<<<<

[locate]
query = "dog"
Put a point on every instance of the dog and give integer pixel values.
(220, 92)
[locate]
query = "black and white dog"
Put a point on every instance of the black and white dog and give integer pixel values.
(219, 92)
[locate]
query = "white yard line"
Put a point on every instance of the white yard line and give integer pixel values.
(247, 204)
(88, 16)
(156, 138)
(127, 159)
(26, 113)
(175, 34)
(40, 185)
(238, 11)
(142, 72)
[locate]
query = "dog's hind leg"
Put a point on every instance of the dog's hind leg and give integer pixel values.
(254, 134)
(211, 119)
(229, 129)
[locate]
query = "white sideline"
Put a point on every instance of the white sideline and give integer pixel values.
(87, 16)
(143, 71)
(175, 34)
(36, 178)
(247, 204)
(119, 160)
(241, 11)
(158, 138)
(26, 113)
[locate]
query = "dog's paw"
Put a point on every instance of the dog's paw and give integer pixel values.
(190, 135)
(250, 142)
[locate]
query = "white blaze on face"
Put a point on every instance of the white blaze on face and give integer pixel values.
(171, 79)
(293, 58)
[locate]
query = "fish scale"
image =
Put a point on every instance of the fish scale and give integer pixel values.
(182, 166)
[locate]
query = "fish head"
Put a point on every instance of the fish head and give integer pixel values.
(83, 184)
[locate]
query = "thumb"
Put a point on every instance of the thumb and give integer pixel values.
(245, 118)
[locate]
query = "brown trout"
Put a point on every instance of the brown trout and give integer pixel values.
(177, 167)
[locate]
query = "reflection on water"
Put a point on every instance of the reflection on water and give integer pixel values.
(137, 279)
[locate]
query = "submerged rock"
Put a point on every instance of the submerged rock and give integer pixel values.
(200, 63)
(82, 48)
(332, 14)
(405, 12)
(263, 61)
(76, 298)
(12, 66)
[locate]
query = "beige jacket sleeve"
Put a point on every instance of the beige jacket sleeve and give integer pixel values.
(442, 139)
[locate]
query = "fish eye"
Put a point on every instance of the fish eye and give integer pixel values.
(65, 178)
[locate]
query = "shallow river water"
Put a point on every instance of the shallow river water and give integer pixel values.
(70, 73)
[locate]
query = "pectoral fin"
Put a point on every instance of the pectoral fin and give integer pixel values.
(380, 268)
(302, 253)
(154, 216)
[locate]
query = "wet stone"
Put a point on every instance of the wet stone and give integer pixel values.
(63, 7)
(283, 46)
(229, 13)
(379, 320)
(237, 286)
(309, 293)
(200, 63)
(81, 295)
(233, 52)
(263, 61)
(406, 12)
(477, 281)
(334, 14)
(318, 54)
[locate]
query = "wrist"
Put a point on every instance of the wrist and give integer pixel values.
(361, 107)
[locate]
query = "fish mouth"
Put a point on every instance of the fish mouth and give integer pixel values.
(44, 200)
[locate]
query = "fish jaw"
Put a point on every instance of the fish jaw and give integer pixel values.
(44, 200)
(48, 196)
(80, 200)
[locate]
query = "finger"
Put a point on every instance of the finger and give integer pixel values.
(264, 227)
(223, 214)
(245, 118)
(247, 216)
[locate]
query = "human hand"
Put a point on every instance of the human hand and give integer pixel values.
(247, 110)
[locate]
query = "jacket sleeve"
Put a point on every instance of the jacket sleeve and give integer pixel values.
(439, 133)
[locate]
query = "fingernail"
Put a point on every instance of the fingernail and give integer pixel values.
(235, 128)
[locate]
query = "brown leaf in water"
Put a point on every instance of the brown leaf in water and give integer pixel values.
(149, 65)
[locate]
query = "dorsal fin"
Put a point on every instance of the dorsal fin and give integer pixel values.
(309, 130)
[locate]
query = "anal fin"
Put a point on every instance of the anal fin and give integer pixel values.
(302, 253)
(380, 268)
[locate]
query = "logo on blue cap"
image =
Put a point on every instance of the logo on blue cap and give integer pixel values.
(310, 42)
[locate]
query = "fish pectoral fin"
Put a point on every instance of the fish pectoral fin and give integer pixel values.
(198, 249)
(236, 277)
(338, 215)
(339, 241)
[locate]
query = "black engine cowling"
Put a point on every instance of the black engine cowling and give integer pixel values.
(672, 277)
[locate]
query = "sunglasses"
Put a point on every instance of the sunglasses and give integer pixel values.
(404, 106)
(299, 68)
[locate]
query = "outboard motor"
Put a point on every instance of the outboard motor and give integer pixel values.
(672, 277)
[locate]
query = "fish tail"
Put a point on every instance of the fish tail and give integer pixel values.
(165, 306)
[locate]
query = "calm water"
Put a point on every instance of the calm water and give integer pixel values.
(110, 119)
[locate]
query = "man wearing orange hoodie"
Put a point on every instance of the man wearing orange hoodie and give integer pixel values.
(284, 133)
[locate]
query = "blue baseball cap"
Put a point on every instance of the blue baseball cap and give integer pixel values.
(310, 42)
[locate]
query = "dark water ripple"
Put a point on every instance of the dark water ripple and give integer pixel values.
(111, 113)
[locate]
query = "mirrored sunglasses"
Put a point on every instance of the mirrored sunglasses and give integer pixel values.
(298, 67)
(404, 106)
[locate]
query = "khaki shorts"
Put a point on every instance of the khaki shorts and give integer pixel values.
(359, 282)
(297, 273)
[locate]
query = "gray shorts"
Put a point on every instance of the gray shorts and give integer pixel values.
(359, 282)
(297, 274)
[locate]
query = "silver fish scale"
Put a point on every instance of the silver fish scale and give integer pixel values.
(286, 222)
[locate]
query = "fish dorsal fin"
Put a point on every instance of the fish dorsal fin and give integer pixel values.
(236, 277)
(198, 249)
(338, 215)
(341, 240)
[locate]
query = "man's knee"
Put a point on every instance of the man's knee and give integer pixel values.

>>>>

▶ **What you need to do**
Which lines contain "knee"? Copy each of them from the listing.

▶ **Written solution**
query = "man's knee"
Put a point on every instance of the man's knee and give integer pixel values.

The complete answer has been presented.